▶ Exercise objective
Once you reach the line with "Query: player with white pants", copy it and every line after it exactly, up to the end of the data. Omit the pictures.

** Opening Information provided block **

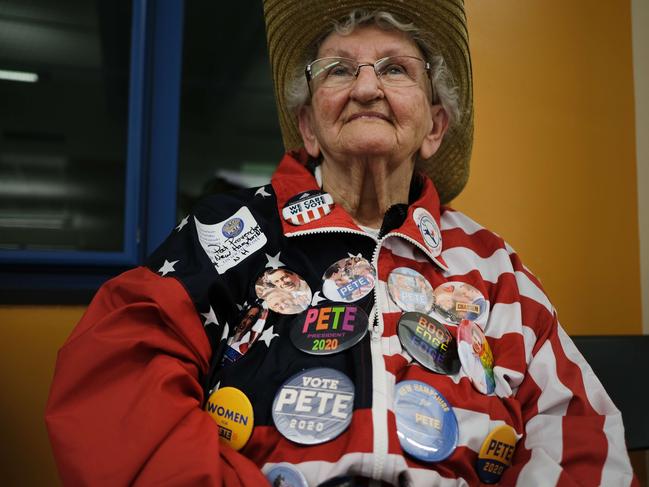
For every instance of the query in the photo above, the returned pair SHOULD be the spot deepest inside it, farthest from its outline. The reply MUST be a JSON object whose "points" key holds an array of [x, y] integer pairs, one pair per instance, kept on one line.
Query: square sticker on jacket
{"points": [[229, 242]]}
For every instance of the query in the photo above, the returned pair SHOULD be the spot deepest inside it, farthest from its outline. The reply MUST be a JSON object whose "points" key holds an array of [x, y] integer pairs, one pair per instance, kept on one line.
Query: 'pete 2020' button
{"points": [[410, 290], [475, 356], [496, 454], [429, 342], [314, 406], [232, 411], [325, 330], [426, 424], [285, 474]]}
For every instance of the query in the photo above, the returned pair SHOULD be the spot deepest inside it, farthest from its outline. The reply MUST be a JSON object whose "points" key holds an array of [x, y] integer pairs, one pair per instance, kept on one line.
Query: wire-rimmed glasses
{"points": [[340, 72]]}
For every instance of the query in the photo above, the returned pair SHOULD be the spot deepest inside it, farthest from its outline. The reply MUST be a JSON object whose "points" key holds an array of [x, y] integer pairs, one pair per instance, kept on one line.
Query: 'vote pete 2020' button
{"points": [[233, 413], [426, 424], [328, 329], [496, 454], [314, 406], [429, 342]]}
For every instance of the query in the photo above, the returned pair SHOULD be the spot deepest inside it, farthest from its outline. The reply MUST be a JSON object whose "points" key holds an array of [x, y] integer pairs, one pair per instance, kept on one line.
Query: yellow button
{"points": [[496, 454], [232, 411]]}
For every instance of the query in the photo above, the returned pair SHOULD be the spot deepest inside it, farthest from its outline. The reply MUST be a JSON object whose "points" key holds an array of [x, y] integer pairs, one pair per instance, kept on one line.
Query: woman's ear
{"points": [[434, 138], [305, 122]]}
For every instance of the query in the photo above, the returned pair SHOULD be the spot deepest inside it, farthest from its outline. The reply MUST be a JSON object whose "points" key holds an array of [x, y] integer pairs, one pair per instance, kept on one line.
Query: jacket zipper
{"points": [[379, 389]]}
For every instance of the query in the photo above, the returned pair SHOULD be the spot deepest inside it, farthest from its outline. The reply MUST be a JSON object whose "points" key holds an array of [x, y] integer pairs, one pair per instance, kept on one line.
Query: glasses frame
{"points": [[309, 74]]}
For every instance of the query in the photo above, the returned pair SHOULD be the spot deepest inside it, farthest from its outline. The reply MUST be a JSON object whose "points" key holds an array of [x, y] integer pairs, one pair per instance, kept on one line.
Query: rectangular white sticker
{"points": [[229, 242]]}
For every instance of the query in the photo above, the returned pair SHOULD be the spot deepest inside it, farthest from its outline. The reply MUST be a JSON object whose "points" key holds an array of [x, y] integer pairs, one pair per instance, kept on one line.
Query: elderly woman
{"points": [[355, 384]]}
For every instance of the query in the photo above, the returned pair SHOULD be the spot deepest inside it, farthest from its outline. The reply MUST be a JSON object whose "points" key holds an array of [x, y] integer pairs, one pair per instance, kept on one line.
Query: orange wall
{"points": [[29, 340], [553, 169]]}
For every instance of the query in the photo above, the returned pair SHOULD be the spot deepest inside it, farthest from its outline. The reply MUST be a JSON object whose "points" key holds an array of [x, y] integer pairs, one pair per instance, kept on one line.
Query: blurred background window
{"points": [[64, 76], [229, 133]]}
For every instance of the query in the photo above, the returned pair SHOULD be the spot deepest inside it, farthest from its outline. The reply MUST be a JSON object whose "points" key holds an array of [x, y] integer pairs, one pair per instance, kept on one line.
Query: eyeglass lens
{"points": [[399, 71]]}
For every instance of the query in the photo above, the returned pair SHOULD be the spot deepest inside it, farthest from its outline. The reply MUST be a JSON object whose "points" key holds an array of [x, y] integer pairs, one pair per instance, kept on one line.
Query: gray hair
{"points": [[444, 90]]}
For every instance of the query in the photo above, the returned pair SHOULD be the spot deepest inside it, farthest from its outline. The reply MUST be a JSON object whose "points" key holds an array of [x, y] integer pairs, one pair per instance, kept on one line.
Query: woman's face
{"points": [[368, 118]]}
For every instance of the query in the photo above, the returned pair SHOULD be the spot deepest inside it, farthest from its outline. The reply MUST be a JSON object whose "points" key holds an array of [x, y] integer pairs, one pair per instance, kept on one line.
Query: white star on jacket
{"points": [[168, 267], [262, 192], [267, 336], [182, 223], [273, 261], [210, 317]]}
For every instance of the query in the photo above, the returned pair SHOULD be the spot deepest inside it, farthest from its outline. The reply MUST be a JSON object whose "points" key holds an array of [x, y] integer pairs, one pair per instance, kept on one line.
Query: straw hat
{"points": [[294, 25]]}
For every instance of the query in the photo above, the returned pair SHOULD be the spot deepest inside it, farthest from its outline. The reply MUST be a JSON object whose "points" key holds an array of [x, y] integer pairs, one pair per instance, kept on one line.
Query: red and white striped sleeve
{"points": [[573, 432]]}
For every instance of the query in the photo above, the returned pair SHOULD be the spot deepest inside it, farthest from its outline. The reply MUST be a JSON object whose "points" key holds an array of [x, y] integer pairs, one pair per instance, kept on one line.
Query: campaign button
{"points": [[307, 207], [348, 280], [426, 424], [429, 230], [245, 333], [286, 475], [232, 411], [475, 356], [496, 454], [457, 301], [429, 342], [324, 330], [284, 291], [314, 406], [410, 290]]}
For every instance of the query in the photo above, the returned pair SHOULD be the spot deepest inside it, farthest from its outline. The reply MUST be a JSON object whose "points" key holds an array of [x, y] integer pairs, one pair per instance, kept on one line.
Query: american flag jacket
{"points": [[127, 401]]}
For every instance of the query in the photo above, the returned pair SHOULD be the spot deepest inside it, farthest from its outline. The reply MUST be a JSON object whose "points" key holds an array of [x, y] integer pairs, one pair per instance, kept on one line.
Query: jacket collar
{"points": [[292, 178]]}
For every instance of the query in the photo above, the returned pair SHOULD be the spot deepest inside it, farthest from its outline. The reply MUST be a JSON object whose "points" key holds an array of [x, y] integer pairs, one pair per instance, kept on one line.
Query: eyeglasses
{"points": [[340, 72]]}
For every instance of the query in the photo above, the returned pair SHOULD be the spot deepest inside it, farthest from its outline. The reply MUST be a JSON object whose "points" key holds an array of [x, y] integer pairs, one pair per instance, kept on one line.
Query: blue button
{"points": [[286, 474], [426, 424], [314, 406]]}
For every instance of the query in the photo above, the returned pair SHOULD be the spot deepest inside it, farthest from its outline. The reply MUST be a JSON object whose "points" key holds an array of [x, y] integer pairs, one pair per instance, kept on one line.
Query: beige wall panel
{"points": [[553, 169]]}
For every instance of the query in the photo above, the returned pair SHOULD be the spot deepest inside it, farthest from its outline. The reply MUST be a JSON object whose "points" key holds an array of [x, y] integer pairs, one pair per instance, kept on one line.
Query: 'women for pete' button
{"points": [[232, 411]]}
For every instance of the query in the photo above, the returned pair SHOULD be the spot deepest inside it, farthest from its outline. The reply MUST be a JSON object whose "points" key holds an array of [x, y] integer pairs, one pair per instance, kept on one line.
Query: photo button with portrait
{"points": [[283, 291], [457, 301]]}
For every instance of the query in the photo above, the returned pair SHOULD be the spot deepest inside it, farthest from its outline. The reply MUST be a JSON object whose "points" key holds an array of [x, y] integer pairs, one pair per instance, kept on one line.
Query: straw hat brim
{"points": [[292, 26]]}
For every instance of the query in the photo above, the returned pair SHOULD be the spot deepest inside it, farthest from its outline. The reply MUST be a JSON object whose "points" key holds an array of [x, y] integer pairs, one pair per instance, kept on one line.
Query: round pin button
{"points": [[246, 333], [284, 291], [475, 356], [324, 330], [410, 290], [429, 342], [429, 230], [286, 475], [307, 207], [426, 424], [232, 411], [348, 280], [496, 454], [457, 301], [314, 406]]}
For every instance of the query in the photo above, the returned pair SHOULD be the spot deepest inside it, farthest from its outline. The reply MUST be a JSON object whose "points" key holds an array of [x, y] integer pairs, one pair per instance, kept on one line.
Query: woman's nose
{"points": [[367, 86]]}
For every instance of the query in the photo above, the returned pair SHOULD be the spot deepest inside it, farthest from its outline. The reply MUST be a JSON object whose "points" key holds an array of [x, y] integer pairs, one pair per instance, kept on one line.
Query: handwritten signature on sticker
{"points": [[229, 242]]}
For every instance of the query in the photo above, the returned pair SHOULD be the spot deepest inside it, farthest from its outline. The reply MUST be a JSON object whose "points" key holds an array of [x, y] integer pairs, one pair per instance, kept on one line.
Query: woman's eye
{"points": [[340, 70], [394, 70]]}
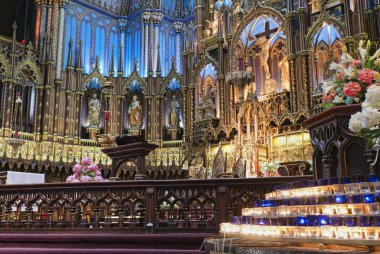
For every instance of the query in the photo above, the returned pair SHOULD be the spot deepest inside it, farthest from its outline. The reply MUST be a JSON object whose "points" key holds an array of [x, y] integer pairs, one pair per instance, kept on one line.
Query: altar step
{"points": [[100, 242]]}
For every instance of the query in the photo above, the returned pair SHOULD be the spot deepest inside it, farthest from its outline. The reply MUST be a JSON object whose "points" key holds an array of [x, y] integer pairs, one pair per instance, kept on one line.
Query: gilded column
{"points": [[42, 27], [146, 20], [178, 26], [61, 28], [157, 17]]}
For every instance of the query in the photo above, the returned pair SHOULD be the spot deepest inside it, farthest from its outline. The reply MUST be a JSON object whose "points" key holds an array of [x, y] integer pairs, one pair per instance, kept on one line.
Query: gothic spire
{"points": [[150, 64], [79, 62], [158, 69], [120, 70], [70, 54], [111, 71]]}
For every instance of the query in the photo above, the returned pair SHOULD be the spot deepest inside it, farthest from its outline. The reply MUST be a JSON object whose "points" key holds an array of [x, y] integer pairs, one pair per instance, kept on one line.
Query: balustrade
{"points": [[165, 204]]}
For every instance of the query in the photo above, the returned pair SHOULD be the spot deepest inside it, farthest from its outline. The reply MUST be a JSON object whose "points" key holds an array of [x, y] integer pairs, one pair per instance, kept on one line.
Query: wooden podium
{"points": [[133, 152]]}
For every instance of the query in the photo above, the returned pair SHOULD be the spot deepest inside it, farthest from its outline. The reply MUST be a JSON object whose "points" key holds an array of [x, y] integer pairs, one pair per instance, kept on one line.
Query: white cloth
{"points": [[24, 178]]}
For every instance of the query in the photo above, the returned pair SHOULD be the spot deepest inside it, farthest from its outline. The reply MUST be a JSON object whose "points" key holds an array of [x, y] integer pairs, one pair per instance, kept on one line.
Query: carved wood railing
{"points": [[162, 204]]}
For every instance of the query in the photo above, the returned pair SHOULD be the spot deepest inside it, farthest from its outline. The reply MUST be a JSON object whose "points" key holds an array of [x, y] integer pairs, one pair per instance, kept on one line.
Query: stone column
{"points": [[122, 25], [157, 17], [146, 19], [61, 28], [178, 29], [42, 28], [199, 19]]}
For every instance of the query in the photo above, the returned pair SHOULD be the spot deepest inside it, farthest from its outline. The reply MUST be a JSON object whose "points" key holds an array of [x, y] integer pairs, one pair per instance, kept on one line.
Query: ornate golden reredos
{"points": [[318, 24], [173, 74], [94, 74], [27, 69], [5, 66], [206, 59], [255, 13], [134, 76]]}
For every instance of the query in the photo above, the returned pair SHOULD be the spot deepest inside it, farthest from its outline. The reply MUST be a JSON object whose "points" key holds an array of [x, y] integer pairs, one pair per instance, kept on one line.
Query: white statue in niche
{"points": [[94, 106], [265, 51], [283, 65], [174, 113], [135, 113]]}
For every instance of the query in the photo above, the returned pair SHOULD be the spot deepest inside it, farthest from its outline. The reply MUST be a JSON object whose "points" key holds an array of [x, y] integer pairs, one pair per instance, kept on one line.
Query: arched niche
{"points": [[207, 92], [261, 49], [134, 93], [173, 108], [327, 47], [92, 105]]}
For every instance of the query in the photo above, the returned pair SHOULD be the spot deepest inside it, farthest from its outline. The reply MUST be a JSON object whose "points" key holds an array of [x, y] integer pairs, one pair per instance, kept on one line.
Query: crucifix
{"points": [[265, 40]]}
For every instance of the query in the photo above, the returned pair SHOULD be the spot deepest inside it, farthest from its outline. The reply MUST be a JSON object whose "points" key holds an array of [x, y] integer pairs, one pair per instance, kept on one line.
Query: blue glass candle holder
{"points": [[365, 221], [349, 221], [340, 199], [263, 221], [335, 221], [236, 220], [345, 180], [376, 220], [312, 220], [285, 202], [368, 198], [358, 178], [353, 199], [322, 182], [312, 200], [323, 220], [312, 183], [301, 221], [372, 178], [333, 180]]}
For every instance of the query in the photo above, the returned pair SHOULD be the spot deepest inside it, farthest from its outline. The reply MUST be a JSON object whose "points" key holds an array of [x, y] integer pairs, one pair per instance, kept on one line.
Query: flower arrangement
{"points": [[270, 168], [86, 171], [367, 122], [352, 77]]}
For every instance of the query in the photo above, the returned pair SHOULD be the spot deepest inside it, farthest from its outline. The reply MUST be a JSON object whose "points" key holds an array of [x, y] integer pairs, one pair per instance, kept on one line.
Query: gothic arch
{"points": [[31, 70], [319, 24], [255, 13], [206, 59], [173, 74], [5, 67]]}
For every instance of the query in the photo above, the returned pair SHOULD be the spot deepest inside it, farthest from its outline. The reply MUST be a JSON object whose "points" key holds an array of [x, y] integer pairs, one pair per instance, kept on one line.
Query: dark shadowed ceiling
{"points": [[19, 11]]}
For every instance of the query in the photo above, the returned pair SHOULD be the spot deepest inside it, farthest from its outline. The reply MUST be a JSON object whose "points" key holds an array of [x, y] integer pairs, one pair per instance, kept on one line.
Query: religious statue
{"points": [[135, 112], [174, 112], [208, 104], [283, 65], [265, 50], [196, 168], [94, 111]]}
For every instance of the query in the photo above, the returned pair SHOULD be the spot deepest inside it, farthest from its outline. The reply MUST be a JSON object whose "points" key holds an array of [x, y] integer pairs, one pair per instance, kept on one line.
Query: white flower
{"points": [[372, 97], [371, 117], [346, 58], [339, 99], [376, 55], [336, 67], [355, 124]]}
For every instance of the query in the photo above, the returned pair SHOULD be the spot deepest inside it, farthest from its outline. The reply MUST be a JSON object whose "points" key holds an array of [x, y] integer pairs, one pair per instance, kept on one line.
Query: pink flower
{"points": [[355, 63], [86, 179], [340, 76], [93, 167], [71, 179], [86, 161], [99, 179], [366, 76], [352, 89], [77, 167]]}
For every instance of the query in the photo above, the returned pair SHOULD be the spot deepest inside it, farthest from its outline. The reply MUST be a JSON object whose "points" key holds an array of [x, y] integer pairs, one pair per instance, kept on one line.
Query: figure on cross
{"points": [[265, 40]]}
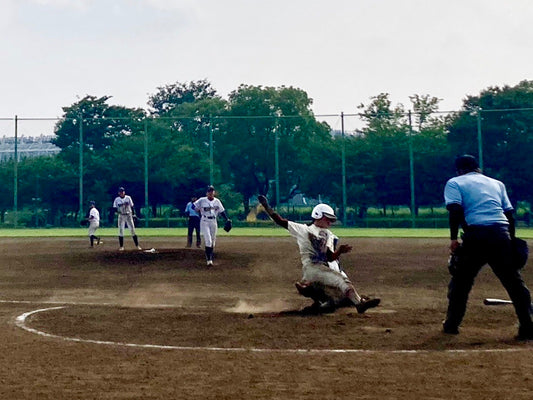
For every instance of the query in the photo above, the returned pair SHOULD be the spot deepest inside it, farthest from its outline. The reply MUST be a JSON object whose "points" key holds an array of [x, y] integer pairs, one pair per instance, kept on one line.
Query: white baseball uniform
{"points": [[209, 211], [313, 243], [94, 221], [124, 206]]}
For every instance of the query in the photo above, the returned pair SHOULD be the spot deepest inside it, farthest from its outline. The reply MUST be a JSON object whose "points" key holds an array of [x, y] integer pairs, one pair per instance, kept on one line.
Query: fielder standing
{"points": [[209, 208], [319, 257], [123, 205], [193, 223], [94, 224], [480, 205]]}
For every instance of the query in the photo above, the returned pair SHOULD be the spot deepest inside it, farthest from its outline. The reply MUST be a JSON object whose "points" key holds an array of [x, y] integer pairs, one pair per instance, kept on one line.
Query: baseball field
{"points": [[82, 323]]}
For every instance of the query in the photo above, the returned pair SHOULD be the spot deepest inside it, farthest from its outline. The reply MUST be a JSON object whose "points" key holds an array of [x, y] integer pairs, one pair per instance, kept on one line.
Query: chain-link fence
{"points": [[376, 170]]}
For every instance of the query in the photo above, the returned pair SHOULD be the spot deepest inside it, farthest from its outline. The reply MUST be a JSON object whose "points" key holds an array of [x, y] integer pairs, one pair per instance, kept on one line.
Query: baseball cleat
{"points": [[365, 304], [449, 329]]}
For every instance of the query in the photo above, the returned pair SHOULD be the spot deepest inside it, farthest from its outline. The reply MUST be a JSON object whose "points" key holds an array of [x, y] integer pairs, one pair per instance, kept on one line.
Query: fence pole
{"points": [[276, 164], [343, 156], [15, 175], [81, 167], [479, 139], [412, 173], [211, 166], [146, 202]]}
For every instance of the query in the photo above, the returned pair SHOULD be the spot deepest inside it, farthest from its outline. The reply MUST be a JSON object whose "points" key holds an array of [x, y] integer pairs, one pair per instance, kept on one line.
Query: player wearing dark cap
{"points": [[481, 206], [94, 224], [123, 205], [209, 207]]}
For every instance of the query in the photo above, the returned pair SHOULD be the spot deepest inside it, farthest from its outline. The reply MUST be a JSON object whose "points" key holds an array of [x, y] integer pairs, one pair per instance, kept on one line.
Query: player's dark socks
{"points": [[208, 253]]}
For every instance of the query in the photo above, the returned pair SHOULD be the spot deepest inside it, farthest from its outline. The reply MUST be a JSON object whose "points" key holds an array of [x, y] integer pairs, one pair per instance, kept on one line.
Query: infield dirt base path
{"points": [[246, 304]]}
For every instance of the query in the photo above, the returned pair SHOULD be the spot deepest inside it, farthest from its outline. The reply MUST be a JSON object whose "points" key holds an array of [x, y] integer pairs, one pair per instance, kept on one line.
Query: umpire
{"points": [[480, 205], [193, 223]]}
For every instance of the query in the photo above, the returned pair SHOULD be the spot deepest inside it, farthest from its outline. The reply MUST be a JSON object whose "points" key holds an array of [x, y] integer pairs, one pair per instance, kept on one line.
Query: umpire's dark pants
{"points": [[482, 245], [194, 224]]}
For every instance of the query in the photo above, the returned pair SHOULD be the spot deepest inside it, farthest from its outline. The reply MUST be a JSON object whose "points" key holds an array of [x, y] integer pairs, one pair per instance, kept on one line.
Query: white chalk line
{"points": [[20, 322]]}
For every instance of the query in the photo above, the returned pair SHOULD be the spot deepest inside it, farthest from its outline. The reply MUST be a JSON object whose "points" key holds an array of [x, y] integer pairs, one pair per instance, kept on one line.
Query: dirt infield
{"points": [[99, 324]]}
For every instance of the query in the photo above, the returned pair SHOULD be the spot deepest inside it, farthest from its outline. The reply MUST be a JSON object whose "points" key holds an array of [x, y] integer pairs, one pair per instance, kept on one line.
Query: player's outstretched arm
{"points": [[343, 248], [274, 215]]}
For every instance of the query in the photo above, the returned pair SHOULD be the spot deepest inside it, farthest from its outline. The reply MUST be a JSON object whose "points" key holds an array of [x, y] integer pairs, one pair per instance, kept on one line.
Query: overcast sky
{"points": [[341, 52]]}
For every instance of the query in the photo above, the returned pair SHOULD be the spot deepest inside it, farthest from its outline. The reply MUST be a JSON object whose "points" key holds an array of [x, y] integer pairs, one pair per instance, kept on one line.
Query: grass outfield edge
{"points": [[525, 233]]}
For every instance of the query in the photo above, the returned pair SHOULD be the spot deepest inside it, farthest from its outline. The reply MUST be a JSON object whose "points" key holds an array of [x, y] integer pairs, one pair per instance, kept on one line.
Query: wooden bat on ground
{"points": [[496, 302]]}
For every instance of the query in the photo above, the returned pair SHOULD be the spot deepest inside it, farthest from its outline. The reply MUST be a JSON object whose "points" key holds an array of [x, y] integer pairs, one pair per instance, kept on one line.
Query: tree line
{"points": [[195, 137]]}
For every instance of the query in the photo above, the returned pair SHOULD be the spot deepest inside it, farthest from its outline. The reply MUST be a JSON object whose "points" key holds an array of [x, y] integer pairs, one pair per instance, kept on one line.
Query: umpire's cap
{"points": [[466, 163], [323, 210]]}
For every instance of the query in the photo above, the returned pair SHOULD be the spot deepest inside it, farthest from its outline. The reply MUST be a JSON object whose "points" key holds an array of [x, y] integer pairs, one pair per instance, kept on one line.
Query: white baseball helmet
{"points": [[323, 210]]}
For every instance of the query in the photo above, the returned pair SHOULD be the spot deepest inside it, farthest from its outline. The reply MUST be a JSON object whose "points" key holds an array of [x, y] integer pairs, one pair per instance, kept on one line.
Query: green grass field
{"points": [[526, 233]]}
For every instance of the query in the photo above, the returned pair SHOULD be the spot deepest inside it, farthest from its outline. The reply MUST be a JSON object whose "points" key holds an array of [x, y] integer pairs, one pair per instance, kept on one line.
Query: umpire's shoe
{"points": [[365, 304]]}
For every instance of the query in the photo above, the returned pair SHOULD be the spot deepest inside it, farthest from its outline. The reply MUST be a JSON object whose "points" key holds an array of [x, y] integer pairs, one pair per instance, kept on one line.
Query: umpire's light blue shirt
{"points": [[484, 200]]}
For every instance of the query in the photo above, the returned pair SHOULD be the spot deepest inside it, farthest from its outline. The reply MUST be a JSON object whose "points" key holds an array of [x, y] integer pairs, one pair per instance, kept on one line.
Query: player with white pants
{"points": [[123, 205], [323, 280], [209, 208], [94, 224]]}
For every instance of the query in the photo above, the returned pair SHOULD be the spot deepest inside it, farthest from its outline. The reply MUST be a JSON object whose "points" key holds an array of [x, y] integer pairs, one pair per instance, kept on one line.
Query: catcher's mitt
{"points": [[455, 260], [520, 253], [228, 225]]}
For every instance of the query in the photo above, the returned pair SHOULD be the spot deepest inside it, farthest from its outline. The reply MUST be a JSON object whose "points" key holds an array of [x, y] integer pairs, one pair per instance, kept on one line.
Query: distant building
{"points": [[27, 147]]}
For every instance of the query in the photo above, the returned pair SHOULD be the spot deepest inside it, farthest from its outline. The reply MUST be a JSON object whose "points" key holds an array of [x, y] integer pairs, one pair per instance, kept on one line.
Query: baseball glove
{"points": [[520, 253], [454, 260], [228, 225]]}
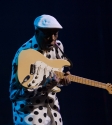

** Closing Information provided block **

▶ Answer for the task
Query: player with white pants
{"points": [[123, 205], [323, 280], [209, 208], [94, 224]]}
For every instance of the query in the photo above, the returned pair SHOULD be the spot deepest inside it, farthest from its outline. The reply MUST be a JSON object whose "points" key holds an array of [x, y] integer pairs, one pair per instance, kept on one line.
Query: catcher's mitt
{"points": [[455, 260], [520, 253], [228, 225]]}
For every instance of the query in the photo above, the returned pair SHOULD be the spot deepest inside it, farthest from its outline. The reply MUST be a JSON object whose "points" key holds an array of [x, y] integer pairs, one pair per instance, kept on one line.
Query: distant building
{"points": [[27, 147]]}
For every instance of the query in the photo above, the returned pair SHOULD be the spot deepest inside it, farthest from its outline. The reply MUST be a JSON object whose "points" key holds an array of [x, y] integer pairs, one pair per instance, kept on one line.
Query: baseball glove
{"points": [[520, 253], [454, 260], [228, 225]]}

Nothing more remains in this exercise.